Written tasks:
(a) Transcribe the WNBA preseason MVP article from "Race to the MVP: Preseason" up to and including "that coveted crown.".
(b) Pick up the WNBA preseason MVP article after its final sentence and carry it forward.

Passage:
────────────────────

Race to the MVP: Preseason Edition
The WNBA regular season kicks off this week and we’ve already seen some intense action in the preseason. With some solid veteran talent and fresh new faces, you never know who could be crowned MVP this year. Race to the MVP is WNBA.com’s weekly feature where we evaluate who’s getting closer to that coveted crown.
If the preseason is any indication, the Lynx are up for another title again this year as they beat the Chicago Sky to win the first-ever WNBA Preseason Tournament championship. And it's no secret that much of Minnesota's success can be attributed to Maya Moore. The two-time All-Star guard and 2013 Finals MVP averaged 18.5 points last season to along with three assists a night. She spent her offseason in China where she scooped up another title. Maya's biggest challenge will be knocking reigning MVP Candace Parker off her throne.

────────────────────

Data provided:
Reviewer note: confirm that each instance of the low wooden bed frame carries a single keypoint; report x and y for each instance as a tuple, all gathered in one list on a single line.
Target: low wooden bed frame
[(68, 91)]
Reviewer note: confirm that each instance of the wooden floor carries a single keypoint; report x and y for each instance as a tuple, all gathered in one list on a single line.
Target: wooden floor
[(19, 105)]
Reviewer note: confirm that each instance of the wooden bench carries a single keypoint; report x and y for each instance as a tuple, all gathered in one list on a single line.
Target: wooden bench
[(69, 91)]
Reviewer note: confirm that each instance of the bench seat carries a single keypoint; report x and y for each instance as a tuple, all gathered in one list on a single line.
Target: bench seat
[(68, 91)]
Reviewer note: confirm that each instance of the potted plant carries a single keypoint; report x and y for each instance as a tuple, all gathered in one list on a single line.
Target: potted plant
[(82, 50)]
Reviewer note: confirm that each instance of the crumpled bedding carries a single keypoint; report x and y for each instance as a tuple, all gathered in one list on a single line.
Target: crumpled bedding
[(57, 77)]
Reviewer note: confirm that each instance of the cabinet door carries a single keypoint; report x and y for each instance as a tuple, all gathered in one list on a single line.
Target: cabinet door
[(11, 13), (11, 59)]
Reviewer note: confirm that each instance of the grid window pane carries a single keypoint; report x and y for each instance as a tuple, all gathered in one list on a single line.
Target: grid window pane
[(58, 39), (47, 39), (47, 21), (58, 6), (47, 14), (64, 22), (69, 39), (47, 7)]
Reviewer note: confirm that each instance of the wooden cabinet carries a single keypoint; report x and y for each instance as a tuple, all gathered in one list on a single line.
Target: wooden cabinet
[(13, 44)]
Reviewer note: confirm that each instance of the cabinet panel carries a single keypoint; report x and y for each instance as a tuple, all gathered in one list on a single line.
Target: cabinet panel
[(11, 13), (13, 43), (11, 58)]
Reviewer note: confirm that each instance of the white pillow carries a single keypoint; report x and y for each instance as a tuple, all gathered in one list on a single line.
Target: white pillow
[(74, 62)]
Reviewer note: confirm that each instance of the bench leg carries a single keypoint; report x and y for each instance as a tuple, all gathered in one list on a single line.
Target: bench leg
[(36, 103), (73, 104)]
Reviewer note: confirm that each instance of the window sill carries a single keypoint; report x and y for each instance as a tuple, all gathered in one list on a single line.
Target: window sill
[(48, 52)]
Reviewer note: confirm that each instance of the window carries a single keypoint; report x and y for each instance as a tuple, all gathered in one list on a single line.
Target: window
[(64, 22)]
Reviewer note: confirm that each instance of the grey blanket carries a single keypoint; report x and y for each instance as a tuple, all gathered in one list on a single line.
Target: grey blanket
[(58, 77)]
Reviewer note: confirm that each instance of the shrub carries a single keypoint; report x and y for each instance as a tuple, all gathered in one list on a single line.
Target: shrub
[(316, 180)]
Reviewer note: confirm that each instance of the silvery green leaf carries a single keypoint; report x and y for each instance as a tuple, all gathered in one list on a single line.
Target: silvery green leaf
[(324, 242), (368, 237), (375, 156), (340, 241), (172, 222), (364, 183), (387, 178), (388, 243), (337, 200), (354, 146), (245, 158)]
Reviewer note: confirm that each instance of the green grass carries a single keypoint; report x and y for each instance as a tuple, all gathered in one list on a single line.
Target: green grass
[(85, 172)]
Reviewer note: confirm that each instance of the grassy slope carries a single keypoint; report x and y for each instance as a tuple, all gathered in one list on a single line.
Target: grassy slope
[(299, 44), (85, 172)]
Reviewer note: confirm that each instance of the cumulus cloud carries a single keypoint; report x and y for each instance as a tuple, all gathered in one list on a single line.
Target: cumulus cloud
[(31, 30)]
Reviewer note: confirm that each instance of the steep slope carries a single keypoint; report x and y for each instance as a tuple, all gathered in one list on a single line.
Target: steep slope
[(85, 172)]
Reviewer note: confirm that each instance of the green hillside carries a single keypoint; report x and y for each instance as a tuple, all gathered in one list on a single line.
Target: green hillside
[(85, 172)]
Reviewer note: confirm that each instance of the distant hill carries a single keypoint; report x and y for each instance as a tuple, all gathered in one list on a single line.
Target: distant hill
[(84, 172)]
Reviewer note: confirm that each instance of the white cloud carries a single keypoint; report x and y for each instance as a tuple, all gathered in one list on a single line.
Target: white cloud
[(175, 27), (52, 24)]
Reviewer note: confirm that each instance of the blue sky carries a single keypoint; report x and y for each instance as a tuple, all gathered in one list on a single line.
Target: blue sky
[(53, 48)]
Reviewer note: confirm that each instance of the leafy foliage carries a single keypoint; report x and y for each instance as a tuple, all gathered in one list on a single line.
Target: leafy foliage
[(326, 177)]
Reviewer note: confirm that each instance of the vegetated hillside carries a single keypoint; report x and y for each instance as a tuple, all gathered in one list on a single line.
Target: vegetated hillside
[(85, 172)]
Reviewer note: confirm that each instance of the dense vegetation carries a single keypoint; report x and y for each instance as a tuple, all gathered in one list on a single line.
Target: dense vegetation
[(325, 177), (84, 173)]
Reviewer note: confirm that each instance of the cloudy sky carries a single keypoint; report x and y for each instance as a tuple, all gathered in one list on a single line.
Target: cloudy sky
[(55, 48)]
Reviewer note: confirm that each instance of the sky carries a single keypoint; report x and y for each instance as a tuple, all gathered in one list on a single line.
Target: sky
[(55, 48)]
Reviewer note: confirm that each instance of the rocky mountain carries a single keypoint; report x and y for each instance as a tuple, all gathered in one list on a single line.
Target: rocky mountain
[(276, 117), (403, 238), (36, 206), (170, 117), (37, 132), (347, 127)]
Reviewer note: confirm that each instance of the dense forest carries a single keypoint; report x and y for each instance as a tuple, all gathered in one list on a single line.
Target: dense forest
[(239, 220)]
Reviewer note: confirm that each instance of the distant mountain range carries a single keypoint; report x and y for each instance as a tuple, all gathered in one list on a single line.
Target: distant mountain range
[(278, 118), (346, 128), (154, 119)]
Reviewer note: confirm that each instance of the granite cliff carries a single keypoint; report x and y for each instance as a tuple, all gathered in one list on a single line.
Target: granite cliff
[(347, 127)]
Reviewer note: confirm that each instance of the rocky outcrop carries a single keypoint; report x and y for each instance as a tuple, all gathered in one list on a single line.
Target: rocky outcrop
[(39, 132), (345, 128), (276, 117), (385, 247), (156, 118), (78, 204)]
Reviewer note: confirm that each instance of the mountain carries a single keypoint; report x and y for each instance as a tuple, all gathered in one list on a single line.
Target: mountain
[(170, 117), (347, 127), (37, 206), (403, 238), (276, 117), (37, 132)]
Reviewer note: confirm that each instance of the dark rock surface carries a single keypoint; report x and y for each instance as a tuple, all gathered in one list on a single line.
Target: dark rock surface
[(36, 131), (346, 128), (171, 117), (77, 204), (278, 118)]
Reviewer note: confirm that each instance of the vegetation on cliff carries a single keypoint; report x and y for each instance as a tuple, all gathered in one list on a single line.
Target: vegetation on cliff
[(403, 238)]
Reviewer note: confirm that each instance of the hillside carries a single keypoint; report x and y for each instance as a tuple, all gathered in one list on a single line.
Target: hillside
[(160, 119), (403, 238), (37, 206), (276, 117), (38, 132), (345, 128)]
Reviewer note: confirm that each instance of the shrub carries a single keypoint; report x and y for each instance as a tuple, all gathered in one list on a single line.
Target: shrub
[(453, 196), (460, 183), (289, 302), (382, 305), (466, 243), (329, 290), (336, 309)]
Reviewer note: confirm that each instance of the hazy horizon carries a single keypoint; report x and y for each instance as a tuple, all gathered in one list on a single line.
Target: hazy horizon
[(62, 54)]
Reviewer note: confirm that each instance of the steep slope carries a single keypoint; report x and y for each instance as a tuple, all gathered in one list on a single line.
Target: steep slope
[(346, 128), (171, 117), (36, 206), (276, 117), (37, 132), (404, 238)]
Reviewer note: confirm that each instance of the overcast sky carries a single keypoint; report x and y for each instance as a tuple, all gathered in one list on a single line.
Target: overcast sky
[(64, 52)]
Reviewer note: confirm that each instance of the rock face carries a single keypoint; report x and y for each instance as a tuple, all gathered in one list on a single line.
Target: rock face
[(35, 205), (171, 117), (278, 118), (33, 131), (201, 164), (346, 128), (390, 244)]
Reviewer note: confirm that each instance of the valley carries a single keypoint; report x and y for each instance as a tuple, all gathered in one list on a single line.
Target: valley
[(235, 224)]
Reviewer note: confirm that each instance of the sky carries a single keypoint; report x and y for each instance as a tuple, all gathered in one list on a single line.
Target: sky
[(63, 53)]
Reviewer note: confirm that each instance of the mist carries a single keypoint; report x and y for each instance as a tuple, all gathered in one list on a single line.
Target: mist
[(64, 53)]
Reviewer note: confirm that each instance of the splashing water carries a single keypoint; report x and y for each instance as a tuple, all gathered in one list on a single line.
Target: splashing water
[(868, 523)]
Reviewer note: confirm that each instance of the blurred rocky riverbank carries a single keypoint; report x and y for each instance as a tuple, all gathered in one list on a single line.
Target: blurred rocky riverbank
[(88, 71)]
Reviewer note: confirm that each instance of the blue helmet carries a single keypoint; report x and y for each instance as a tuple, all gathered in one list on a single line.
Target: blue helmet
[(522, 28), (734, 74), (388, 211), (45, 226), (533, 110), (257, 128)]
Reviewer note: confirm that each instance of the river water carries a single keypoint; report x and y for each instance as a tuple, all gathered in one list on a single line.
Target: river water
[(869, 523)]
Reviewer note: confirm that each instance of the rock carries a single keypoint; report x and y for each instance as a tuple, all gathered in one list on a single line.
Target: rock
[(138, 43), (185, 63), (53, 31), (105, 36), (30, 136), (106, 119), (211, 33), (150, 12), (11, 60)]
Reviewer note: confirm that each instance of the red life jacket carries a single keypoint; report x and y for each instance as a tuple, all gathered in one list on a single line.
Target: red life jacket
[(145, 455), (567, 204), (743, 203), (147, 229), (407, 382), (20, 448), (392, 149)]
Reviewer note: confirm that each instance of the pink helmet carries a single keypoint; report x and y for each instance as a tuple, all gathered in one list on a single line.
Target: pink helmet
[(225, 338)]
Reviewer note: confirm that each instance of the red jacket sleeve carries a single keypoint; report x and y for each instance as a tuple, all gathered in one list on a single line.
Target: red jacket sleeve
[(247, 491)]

────────────────────

Outputs:
(a)
Race to the MVP: Preseason Edition
The WNBA regular season kicks off this week and we’ve already seen some intense action in the preseason. With some solid veteran talent and fresh new faces, you never know who could be crowned MVP this year. Race to the MVP is WNBA.com’s weekly feature where we evaluate who’s getting closer to that coveted crown.

(b)
If being the reigning WNBA MVP isn't proof enough that Candace Parker is a top contender for a repeat, let's just add the fact that she is backed by a team of All-Stars including Nneka Ogwumike, Lindsey Harding and Kristi Tolliver. Plus, with the blessing of Magic Johnson himself, the Sparks could be unstoppable this season -- which can only add fuel to the fire that is Candace Parker. Last year, Parker averaged 18 points per game and brought the Sparks to the playoffs (where they lost to Phoenix in the first round). But that likely won't be enough to repeat this year. Candace will have to step up her game even more if she wants to defend her title.
Elena Delle Donne boasted 18 points per game in her rookie season and clinched the title of Rookie of the Year. But there's a big pond out there and this fish isn't a rookie anymore. Last year Delle Donne helped carry the Sky to their first-ever playoff appearance, but she'll have to put even more into this season if she wants to unseat Candace Parker. However, it should be noted that Delle Donne did in fact put on 12 pounds of solid muscle this offseason.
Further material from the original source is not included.